====== EXERCISE INPUTS

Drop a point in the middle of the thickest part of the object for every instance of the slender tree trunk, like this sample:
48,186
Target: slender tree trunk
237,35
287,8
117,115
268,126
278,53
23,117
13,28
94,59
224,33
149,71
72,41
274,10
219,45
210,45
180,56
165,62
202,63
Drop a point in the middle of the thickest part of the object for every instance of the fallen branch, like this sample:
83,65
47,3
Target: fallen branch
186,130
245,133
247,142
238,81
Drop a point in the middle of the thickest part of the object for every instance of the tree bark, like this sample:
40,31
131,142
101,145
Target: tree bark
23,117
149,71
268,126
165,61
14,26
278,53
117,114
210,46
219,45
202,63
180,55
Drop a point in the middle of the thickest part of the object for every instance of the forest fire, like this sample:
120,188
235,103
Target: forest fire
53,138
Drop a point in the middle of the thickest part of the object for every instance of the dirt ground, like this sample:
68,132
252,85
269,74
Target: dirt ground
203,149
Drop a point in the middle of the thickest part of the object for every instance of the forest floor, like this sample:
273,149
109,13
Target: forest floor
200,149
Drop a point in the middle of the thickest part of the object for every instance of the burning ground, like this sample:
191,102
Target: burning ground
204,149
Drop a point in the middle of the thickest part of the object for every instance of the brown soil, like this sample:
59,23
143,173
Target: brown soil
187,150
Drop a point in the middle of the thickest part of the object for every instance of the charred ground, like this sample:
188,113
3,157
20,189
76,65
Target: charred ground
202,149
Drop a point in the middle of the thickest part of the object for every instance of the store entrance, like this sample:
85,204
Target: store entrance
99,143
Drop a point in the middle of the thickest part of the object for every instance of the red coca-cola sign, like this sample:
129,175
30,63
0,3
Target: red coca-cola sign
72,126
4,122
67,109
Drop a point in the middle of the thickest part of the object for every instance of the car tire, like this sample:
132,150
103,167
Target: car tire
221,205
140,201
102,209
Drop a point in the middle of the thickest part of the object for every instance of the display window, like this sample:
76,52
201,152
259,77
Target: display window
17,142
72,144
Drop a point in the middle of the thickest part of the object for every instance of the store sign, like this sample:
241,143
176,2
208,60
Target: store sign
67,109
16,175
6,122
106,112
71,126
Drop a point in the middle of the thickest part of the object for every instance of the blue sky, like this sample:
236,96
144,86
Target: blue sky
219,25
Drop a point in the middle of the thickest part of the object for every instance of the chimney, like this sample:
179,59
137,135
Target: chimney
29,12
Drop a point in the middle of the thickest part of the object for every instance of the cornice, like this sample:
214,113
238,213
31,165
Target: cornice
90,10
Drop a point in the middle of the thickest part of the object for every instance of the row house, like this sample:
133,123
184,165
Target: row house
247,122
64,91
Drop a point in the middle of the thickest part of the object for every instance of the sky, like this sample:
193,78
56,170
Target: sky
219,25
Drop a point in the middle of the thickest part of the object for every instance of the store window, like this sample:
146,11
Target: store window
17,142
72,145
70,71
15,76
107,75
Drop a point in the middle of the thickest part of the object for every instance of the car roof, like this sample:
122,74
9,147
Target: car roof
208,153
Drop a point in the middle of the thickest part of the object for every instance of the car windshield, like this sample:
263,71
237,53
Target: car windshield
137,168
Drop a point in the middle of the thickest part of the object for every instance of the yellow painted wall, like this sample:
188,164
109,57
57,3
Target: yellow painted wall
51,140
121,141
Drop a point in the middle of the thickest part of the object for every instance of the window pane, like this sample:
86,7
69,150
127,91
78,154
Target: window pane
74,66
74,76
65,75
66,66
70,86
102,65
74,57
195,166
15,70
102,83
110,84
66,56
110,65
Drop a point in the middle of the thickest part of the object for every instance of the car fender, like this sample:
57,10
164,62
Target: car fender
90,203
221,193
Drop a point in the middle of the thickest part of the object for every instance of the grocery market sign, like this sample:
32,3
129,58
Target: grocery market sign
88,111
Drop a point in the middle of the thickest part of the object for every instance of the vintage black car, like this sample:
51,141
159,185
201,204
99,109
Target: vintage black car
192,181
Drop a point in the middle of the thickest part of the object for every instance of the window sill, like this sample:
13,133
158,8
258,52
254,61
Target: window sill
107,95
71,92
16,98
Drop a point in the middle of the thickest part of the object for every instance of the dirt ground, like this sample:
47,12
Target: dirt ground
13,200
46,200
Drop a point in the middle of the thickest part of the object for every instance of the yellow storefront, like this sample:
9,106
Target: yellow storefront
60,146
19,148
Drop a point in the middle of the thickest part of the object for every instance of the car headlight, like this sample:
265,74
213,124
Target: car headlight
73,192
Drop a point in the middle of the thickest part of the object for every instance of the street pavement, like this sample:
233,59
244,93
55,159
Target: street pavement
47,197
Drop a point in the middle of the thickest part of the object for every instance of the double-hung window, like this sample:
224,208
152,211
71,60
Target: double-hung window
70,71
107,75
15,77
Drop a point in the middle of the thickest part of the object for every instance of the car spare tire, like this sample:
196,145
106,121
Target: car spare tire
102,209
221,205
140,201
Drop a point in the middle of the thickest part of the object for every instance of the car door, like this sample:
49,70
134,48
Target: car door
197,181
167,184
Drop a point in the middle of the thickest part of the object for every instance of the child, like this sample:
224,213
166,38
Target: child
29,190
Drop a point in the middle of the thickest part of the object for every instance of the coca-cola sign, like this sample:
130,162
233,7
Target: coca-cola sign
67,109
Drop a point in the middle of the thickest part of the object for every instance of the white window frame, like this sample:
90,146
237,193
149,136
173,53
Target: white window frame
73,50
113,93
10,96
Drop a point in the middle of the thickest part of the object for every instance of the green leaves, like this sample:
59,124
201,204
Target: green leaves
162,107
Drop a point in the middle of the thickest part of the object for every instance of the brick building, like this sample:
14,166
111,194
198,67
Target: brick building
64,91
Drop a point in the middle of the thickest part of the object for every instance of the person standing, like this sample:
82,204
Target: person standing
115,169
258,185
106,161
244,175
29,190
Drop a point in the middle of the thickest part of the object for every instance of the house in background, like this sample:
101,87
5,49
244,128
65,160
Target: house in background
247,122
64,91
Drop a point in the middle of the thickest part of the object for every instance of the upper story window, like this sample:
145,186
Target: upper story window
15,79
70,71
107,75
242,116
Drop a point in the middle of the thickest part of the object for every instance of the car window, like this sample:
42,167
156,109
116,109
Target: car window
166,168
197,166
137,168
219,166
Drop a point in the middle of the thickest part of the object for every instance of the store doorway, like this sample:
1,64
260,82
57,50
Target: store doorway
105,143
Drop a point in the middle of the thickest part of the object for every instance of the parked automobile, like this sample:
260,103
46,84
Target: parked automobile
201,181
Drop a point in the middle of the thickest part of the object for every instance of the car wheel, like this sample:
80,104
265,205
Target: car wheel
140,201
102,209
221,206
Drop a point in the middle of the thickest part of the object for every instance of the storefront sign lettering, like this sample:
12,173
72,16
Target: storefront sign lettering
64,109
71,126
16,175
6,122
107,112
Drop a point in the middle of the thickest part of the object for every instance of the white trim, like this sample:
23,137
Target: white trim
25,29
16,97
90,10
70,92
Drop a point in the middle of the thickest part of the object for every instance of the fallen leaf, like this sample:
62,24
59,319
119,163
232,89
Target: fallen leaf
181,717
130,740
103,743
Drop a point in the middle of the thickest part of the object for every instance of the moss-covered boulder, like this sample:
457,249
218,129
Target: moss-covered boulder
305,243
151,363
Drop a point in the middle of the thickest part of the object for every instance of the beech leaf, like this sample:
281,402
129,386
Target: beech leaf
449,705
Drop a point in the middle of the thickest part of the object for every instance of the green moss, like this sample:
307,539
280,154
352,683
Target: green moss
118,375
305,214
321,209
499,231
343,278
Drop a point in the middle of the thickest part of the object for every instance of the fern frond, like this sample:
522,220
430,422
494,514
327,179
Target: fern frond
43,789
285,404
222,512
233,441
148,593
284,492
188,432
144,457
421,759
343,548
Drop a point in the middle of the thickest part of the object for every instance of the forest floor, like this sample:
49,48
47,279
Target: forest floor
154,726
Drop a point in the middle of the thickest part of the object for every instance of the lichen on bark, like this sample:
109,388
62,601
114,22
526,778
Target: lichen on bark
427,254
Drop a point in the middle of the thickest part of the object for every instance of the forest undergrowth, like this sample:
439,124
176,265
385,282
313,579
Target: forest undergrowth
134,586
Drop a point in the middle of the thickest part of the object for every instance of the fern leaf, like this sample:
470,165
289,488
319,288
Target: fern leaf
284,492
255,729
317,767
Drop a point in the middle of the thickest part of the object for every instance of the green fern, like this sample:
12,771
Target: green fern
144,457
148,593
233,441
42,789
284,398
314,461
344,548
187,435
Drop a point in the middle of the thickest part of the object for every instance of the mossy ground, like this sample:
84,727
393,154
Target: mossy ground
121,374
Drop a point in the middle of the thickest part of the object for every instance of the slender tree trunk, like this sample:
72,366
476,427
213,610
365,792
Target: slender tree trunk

============

Your output consists solely of the lines from the one with "forest undergrowth, like" through the last line, copied exactly.

Drop a point in the middle of the thickest part of the object for every instance of the forest undergrowth, like this sample:
439,124
176,265
385,282
313,579
Target: forest undergrowth
134,586
Drop a point in the middle of the thickest part of the object for every instance of the fern leaf, like this sample:
470,165
289,488
319,288
Target: fern leaf
284,492
255,729
317,767
Drop a point in the middle of the thickest part of the object for every instance of the green fern, like this sample:
12,771
Target: green fern
144,457
148,593
233,441
42,789
284,398
314,461
344,548
187,435
Drop a point in the middle of the thickest part of the object for every instance of the mossy ground, like this sample:
84,727
393,154
Target: mossy ground
121,374
Drop a point in the middle of the thickest part of the object for every instance of the slender tree trunk, like this sample:
72,366
476,427
213,610
365,792
Target: slender tree trunk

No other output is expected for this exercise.